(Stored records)
*** Block opens ***

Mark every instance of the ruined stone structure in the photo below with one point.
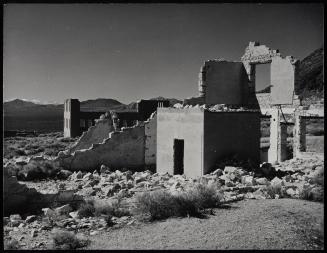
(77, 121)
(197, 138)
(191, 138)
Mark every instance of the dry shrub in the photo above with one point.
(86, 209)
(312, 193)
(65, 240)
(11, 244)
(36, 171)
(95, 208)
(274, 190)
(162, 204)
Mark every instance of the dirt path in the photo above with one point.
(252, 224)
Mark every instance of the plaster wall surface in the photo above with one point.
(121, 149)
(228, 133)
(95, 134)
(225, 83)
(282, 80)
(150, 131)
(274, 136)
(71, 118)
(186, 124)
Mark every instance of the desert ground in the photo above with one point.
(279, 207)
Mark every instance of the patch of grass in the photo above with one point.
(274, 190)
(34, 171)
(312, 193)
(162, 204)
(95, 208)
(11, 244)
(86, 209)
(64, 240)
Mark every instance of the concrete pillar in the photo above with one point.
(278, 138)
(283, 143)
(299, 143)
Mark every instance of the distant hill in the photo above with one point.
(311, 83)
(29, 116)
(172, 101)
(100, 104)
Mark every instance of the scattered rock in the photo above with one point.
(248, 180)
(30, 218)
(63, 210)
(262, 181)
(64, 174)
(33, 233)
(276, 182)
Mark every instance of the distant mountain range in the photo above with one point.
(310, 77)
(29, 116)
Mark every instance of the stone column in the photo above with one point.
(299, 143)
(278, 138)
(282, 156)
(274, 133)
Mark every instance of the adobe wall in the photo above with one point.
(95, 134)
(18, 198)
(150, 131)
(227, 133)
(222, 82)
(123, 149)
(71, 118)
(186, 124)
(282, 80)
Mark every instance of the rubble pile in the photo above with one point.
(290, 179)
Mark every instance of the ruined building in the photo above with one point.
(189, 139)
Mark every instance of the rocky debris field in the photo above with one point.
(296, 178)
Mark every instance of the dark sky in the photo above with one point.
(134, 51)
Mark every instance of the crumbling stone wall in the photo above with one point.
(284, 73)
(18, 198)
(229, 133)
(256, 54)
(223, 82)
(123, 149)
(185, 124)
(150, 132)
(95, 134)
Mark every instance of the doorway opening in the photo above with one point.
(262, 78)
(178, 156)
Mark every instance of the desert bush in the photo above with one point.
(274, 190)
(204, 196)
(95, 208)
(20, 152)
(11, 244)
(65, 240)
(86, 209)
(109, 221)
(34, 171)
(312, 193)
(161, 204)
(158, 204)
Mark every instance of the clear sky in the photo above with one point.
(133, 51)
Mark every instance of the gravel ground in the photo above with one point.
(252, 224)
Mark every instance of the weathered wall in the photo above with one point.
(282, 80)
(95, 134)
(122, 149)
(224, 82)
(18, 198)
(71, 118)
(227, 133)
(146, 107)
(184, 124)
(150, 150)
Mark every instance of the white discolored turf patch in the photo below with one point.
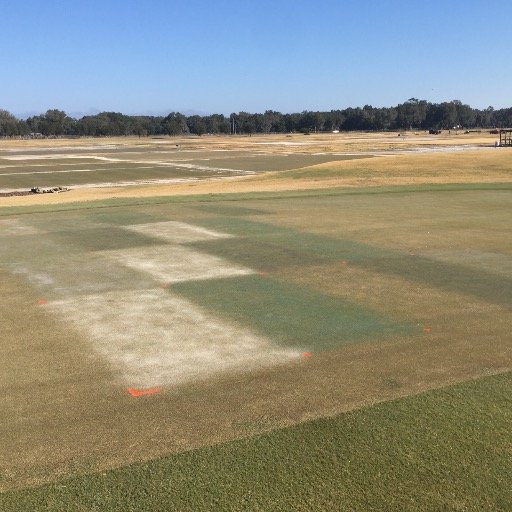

*** Block closes ***
*** Block opens ***

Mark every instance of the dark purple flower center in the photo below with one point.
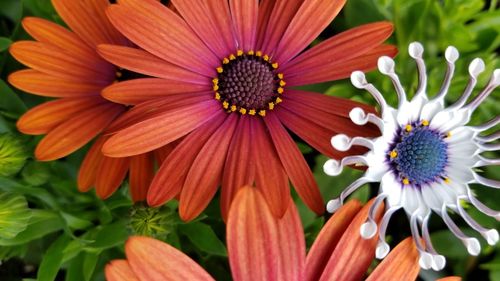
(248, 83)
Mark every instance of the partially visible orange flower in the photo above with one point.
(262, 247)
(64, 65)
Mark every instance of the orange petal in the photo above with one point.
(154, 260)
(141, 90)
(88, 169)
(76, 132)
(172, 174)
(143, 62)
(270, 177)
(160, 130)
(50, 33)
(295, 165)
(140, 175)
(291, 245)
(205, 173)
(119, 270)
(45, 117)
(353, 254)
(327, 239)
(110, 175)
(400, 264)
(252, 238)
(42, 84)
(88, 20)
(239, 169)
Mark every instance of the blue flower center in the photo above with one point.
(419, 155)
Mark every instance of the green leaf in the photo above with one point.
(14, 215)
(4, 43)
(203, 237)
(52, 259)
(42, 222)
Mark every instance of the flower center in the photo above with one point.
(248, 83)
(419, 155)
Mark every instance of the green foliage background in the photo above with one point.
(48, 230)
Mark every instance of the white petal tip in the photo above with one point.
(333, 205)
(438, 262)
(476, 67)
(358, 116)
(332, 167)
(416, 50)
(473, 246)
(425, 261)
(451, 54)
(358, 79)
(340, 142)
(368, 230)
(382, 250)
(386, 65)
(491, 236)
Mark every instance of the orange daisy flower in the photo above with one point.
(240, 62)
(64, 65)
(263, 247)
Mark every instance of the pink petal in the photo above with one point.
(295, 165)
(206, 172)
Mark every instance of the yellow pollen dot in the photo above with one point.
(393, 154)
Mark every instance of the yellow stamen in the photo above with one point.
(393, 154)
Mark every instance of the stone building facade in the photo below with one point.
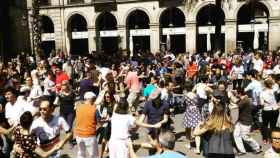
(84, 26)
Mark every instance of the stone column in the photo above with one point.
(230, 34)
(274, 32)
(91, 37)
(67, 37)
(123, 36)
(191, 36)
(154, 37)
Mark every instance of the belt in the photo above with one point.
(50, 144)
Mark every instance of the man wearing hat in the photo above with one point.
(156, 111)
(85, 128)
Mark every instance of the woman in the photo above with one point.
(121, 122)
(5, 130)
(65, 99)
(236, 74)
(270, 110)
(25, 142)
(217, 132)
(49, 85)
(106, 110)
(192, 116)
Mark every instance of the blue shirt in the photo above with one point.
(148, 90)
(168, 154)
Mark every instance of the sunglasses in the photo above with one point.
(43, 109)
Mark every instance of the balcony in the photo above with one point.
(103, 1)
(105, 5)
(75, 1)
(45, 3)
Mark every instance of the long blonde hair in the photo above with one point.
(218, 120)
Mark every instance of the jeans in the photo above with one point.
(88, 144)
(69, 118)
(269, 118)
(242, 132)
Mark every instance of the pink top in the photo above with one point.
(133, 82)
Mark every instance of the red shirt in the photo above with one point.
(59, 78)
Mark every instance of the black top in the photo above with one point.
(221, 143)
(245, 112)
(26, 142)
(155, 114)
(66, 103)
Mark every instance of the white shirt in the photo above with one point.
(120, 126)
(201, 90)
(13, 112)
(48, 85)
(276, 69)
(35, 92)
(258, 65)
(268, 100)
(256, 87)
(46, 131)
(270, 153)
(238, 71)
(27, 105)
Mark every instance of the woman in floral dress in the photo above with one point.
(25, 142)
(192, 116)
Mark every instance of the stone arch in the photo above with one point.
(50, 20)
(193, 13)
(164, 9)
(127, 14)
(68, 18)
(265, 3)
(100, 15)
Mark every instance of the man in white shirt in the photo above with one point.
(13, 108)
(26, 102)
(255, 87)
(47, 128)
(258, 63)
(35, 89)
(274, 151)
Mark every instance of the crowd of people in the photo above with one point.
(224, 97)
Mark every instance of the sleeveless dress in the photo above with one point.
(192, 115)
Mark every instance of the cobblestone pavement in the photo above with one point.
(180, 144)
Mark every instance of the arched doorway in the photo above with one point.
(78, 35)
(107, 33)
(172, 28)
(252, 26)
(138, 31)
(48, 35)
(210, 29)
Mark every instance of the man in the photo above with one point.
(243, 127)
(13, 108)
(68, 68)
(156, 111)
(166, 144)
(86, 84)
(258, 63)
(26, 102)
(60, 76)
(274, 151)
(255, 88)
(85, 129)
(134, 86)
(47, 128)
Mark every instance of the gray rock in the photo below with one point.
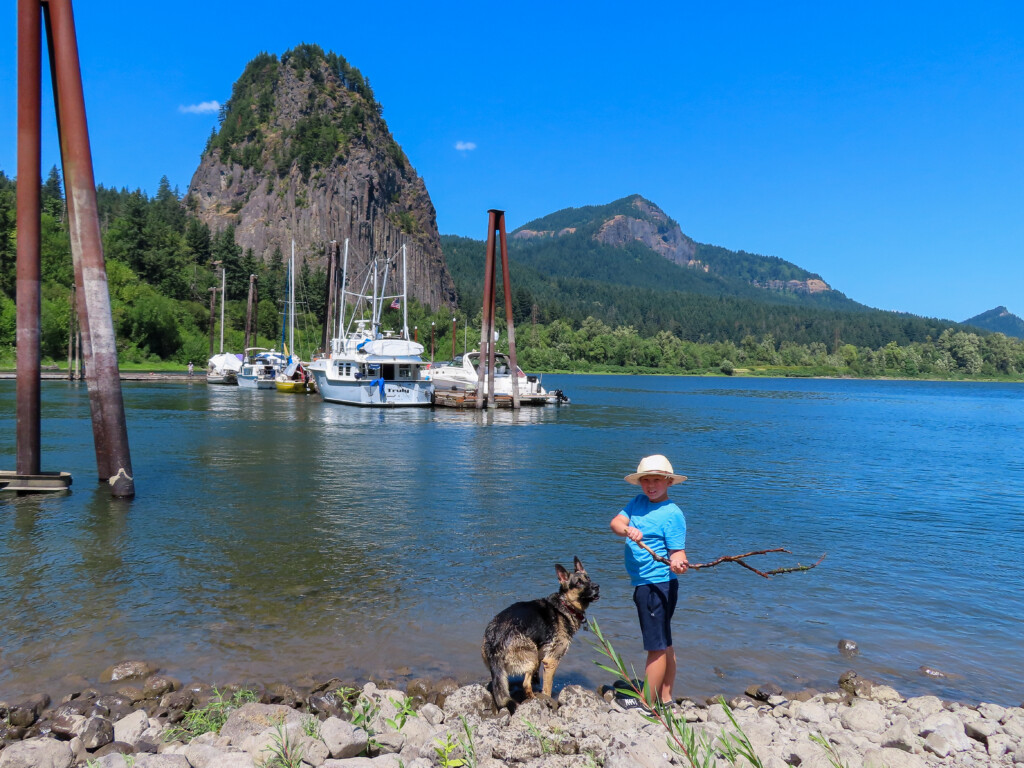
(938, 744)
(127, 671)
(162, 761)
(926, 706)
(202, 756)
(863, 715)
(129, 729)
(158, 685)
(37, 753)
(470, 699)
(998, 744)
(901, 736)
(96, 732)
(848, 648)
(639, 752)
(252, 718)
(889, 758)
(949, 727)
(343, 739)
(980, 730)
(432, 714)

*** Block closes ***
*** Block opens ***

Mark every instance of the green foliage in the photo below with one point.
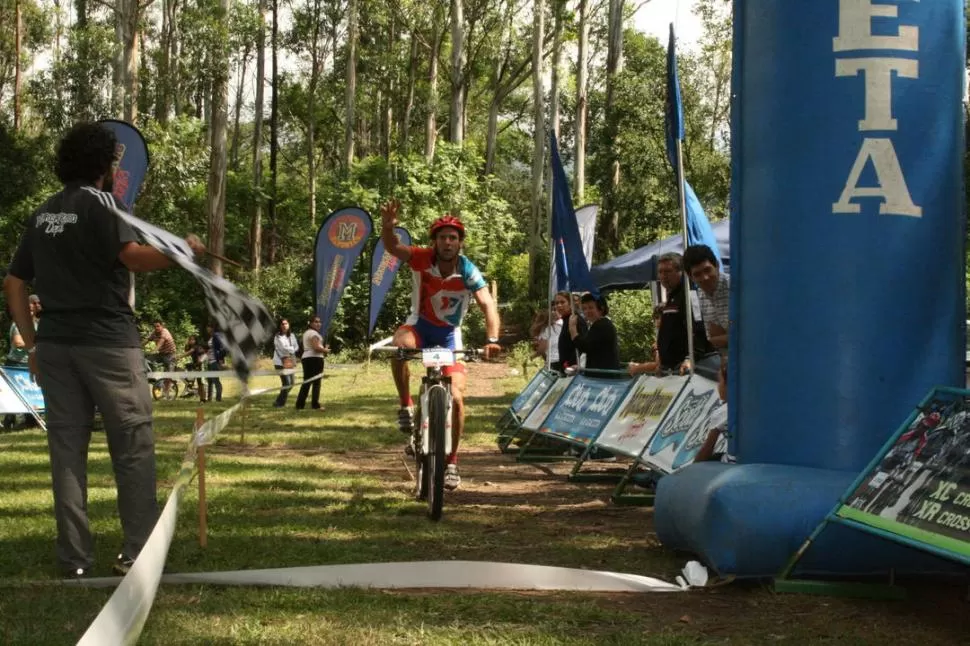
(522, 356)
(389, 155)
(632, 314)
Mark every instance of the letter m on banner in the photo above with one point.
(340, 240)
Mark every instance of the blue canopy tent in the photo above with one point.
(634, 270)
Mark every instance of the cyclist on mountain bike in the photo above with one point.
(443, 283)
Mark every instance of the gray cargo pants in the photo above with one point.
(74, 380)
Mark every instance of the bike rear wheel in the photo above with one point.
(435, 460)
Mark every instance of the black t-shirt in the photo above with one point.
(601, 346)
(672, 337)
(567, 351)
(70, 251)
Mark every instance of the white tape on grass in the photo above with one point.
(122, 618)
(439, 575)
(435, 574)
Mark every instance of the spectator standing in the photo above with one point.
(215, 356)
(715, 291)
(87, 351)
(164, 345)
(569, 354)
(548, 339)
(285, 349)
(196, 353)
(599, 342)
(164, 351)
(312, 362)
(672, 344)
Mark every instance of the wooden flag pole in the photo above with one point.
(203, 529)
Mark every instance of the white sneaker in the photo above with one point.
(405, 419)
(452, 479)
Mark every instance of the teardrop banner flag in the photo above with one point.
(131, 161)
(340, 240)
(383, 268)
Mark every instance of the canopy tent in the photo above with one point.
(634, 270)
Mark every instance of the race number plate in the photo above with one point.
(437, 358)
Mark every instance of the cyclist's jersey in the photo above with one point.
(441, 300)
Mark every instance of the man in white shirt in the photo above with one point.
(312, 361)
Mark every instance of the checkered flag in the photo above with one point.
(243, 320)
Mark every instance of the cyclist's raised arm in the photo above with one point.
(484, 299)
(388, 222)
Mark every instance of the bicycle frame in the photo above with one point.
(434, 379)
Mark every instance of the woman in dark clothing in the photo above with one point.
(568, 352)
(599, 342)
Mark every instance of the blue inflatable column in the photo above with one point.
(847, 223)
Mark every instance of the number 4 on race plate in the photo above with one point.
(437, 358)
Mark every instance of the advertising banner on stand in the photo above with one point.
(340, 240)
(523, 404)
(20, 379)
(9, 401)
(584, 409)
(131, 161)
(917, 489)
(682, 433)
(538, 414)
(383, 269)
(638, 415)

*** Block closes ***

Set down, from the entries above, exactly the lines from the one with "Mark every instance of the dark sky" up to and including the one with "Mark every instance of the white discolored", and no other lines.

Mark every instance of the dark sky in the photo above with one point.
(134, 51)
Mark every instance of the crumbling stone wall in the photo above with one point.
(284, 73)
(18, 198)
(229, 133)
(256, 54)
(223, 82)
(123, 149)
(185, 124)
(150, 132)
(95, 134)
Mark every instance of the doorway opening in the photo above with one point.
(262, 78)
(178, 156)
Mark every instance of the desert bush in the photo above with one point.
(274, 190)
(204, 196)
(95, 208)
(20, 152)
(11, 244)
(65, 240)
(86, 209)
(109, 221)
(34, 171)
(312, 193)
(161, 204)
(158, 204)
Mark every instance of the clear sky in the photo above with one point.
(133, 51)
Mark every instance of the gravel ground in the photo above with one point.
(252, 224)
Mark every instance of the weathered wall in the photo above with one point.
(282, 80)
(95, 134)
(122, 149)
(224, 82)
(18, 198)
(71, 118)
(227, 133)
(146, 107)
(184, 124)
(150, 150)
Mark every instance of the white discolored turf patch in the photo below with one point.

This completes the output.